-- START --

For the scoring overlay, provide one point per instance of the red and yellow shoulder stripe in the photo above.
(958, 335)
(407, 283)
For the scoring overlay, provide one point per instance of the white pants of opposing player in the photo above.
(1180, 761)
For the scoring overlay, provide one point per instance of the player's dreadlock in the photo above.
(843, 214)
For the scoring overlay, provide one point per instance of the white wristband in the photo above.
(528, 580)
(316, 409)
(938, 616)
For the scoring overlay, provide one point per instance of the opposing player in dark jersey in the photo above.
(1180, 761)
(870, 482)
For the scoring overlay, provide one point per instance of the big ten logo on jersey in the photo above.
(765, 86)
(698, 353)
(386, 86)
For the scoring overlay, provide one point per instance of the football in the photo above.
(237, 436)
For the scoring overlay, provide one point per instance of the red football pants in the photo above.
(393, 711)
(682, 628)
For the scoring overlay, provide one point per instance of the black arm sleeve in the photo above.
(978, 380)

-- END --

What is asked:
Can you rewrite every line of the records above as a JSON list of strings, with one string per line and blank lines omitted?

Full response:
[
  "For the scoring overlay, provide one point per instance of the red and yellow shoulder stripe in the photo above.",
  "(958, 335)",
  "(407, 283)",
  "For the scoring overlay, provide one point per instance of the white pants of opposing player in the photo above.",
  "(1180, 761)",
  "For the scoring overlay, provide one point per instance of the player's dreadlock in the photo above.",
  "(843, 214)",
  "For the scoring overlay, provide one point per instance of the white wristband in the photo above.",
  "(528, 580)",
  "(316, 409)",
  "(938, 616)",
  "For the scoring overlay, provide one point per instance of the opposing player in dark jersey in the photo above.",
  "(1180, 761)",
  "(870, 482)",
  "For the scoring overlay, provide one point per instance of the big ten logo on jersey in the photo above.",
  "(765, 86)",
  "(698, 353)",
  "(386, 86)",
  "For the scoring overlay, provide one point per instance of the football in the photo above.",
  "(237, 436)",
  "For the scoring overlay, provide one point per instance of the red football pants in the photo above.",
  "(393, 711)",
  "(682, 628)",
  "For the scoring overlay, provide one point per instance of the black arm sleeve in the photo above.",
  "(978, 380)"
]